Work task:
From the records below, set down exactly the lines starting with the line that contains "Query: spiky petal" and going on through the line that contains "637], [250, 746]]]". Nothing else is wanted.

"""

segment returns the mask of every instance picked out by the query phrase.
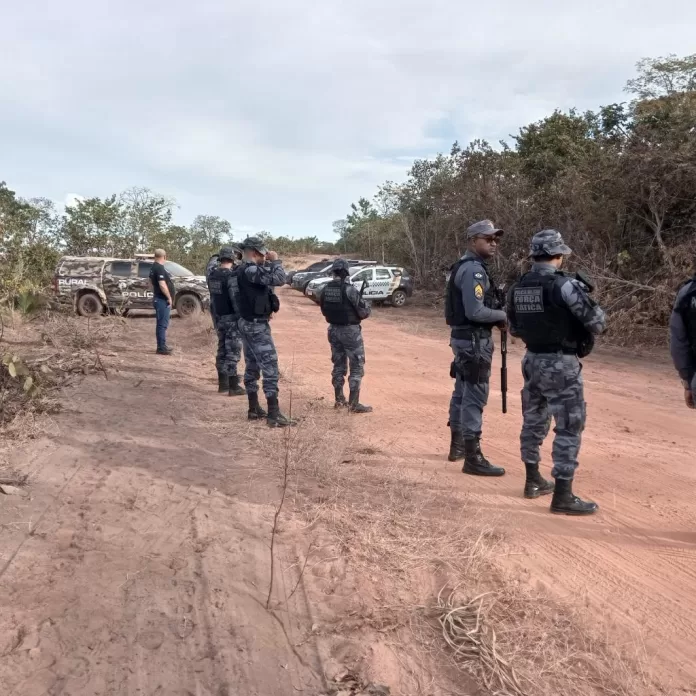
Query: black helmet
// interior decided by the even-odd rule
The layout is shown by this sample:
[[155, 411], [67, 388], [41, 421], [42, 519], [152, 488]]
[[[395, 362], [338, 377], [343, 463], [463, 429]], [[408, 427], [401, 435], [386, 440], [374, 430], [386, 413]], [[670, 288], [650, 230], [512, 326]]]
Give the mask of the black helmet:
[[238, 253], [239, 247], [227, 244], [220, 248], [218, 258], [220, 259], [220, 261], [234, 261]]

"""
"""

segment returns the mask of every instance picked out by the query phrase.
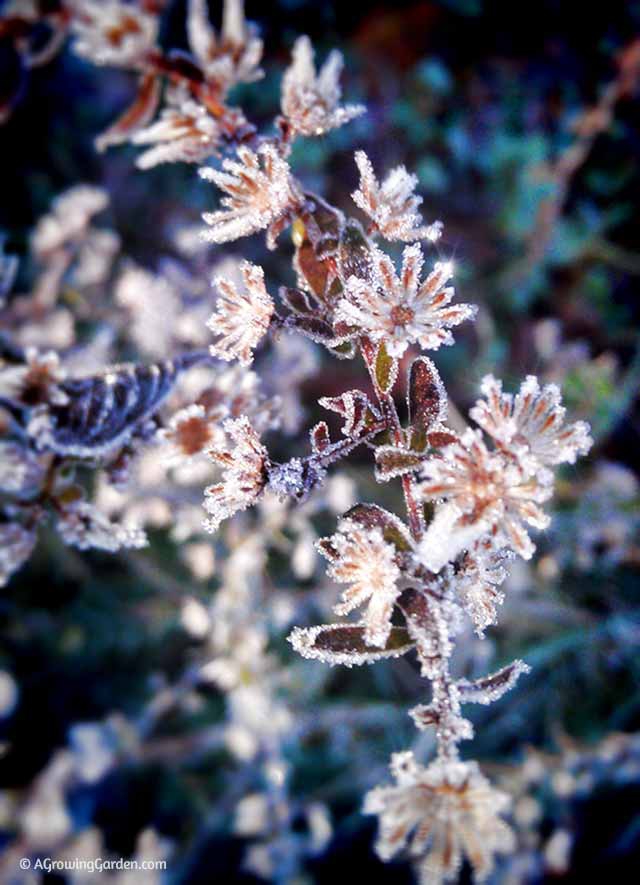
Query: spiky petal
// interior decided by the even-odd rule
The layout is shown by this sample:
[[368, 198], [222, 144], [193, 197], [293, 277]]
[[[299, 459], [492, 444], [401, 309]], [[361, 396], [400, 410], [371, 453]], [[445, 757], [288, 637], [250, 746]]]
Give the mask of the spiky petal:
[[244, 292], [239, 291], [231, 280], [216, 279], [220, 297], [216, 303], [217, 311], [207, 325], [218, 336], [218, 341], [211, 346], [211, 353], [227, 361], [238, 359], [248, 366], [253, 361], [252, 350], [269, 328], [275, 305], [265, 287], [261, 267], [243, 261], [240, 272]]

"""

Task answer:
Query: spiky petal
// interior decided by the even-odd rule
The layout is shown by this sample:
[[368, 198], [222, 144], [193, 197], [293, 277]]
[[[299, 459], [492, 444], [401, 309]], [[361, 396], [400, 410], [371, 453]], [[445, 757], [288, 637], [250, 746]]]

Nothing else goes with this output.